#### What to produce:
Please give the data again in full, exactly as provided.

#### Records shown:
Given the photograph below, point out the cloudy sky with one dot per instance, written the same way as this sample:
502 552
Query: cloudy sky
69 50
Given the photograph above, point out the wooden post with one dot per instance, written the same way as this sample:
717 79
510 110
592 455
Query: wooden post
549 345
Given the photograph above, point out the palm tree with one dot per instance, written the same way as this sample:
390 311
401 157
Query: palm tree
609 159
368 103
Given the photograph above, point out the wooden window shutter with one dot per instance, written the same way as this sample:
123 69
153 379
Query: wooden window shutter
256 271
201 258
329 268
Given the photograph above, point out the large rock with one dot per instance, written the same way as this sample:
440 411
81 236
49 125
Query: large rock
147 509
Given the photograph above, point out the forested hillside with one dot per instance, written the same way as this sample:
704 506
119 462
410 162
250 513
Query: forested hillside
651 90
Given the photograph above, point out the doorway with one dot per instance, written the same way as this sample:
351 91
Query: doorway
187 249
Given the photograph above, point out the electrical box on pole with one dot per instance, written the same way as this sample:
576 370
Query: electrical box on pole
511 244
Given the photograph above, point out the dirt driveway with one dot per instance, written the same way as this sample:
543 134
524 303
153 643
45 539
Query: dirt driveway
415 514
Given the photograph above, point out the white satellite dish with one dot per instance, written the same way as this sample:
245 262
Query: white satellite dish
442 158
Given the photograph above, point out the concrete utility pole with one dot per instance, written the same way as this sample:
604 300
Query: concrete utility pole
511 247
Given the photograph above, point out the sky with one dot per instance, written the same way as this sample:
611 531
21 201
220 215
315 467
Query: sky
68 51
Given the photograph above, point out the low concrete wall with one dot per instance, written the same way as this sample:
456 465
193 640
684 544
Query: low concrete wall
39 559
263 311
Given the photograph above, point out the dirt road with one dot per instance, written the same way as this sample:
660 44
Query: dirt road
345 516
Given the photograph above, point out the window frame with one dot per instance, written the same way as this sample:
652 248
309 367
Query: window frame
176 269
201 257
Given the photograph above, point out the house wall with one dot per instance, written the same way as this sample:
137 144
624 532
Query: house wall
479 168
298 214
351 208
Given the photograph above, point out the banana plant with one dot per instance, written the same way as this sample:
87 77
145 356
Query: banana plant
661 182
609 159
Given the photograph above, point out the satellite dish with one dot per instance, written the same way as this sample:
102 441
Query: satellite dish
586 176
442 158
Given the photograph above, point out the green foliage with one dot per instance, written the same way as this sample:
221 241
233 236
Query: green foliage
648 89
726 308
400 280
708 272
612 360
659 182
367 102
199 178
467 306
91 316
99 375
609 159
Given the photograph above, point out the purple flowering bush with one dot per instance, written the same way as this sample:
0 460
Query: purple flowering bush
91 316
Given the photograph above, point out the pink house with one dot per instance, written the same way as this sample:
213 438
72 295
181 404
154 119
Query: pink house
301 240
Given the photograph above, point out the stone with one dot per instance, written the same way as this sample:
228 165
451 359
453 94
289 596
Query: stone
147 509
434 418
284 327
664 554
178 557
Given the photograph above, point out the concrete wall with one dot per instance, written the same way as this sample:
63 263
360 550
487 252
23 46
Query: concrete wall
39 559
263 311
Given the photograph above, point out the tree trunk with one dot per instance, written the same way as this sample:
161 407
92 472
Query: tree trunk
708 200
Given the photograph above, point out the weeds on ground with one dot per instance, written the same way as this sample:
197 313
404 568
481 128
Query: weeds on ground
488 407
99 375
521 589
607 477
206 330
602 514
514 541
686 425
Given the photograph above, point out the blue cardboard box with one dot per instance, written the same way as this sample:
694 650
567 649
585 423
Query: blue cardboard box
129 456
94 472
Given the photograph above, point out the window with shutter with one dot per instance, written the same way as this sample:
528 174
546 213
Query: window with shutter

#### Solution below:
Given the photograph below, point out the cloudy sky with one dot per instance, written the same way as this sample:
502 552
Query: cloudy sky
69 50
Given the photograph above, point out the wooden post with one dot per instance, written the same way as this sample:
717 79
510 110
592 455
Query: wooden post
549 345
Given the photograph above, point out the palm tree with one dot per instance, written the same way as this sample:
390 311
401 157
Query: palm tree
609 159
368 103
Given the photograph above, point out the wooden window shutter with one dot per instance, written the same way as this sample:
123 69
153 379
Query: wooden window shutter
256 271
201 258
329 268
Given the photograph above, point out the large rock with one dot per instance, written the same way as this sample:
440 411
81 236
49 125
Query: large rock
147 509
Given the photograph above, point out the forested hillside with one dot per instance, written the same way as this sample:
704 506
119 462
410 162
250 513
Query: forested hillside
651 90
Given the photograph above, point out the doorway with one dot per instance, written the same way as this sample:
351 91
Query: doorway
187 249
Given the photograph above, point out the electrical box on pole with one dot per instance, written the same way as this sample:
576 370
Query: electrical box on pole
511 244
Given the photograph above, point out the dirt driveway with one dot per instance, written the same way as this sample:
543 134
524 303
153 643
45 539
Query: dirt driveway
415 514
Given the photograph above, point out the white satellite dish with one dot per instance, written the same way as this sample:
245 262
Query: white satellite dish
442 158
Given the photograph above, point out the concrete utility pole with one dot per instance, written the same way as this sample:
604 300
Query: concrete utility pole
511 247
Given the photograph above, point out the sky with one dot per instance, written the same way as this sample:
611 531
21 201
220 215
315 467
Query: sky
68 51
Given the photograph above, point out the low concrete wall with one dot per instance, written the same way as this sample:
456 465
193 640
684 544
Query: low concrete wall
39 559
263 311
Given the photograph above, point out the dirt road with one dot per instance, written the same way as this sample:
660 44
Query: dirt road
345 516
Given the photograph above, point out the window frame with one dot per instance, written the same way as this sample:
652 248
309 367
Query: window frame
176 269
201 257
Given the photograph above, point out the house wall with one dot per instance, written the same way as this sample:
137 144
624 532
Query: house wall
479 168
298 214
351 208
Given the photograph above, point out the banana plant with one dot per instance, written the same way as this sample:
87 77
145 356
Query: banana plant
661 182
609 159
Given the photograph above, point out the satellite dish with one dot per instance, written the same way as this sample:
102 441
Query: satellite dish
586 176
442 158
Given the photograph above, point out the green foliage with one dot per instance, written the same way as this sample:
221 241
233 236
Query: green foliage
648 89
726 308
400 280
708 272
612 360
659 182
367 102
199 178
467 306
91 316
99 375
609 159
Given the photograph above, point out the purple flowering bush with one dot per instance, written the same way as this sample:
0 460
Query: purple flowering bush
91 316
Given the photograph above, point out the pink house with one dot per instance, written the same way as this sample:
213 438
72 295
181 404
154 119
Query: pink house
301 240
Given the photograph above, point out the stone with one dot per instance, written the same way as this sample:
228 165
451 359
453 94
289 596
Query: stone
147 509
434 418
284 327
664 554
178 557
Given the photograph above, point out the concrete wall with one dot per instance, written the same way as this sample:
63 263
360 550
487 252
23 46
Query: concrete wall
39 559
263 311
Given the photograph above, point out the tree trunk with one dot per instance, written the same way as this sample:
161 407
92 472
Query: tree trunk
708 200
Given the photograph above, point out the weeds on ground with one dot per instance, written the same way as this sample:
197 313
404 568
481 128
Query: weeds on ground
488 407
99 375
521 589
607 477
206 330
602 514
514 541
686 425
Given the photograph above, point out the blue cardboard box with one dot per instance, written the same way as this sample:
694 650
567 649
585 423
Query: blue cardboard box
129 456
94 472
Given the photograph above, point out the window with shutter with one dot per instance, written the same way as this sample:
528 174
546 213
Query: window with shutter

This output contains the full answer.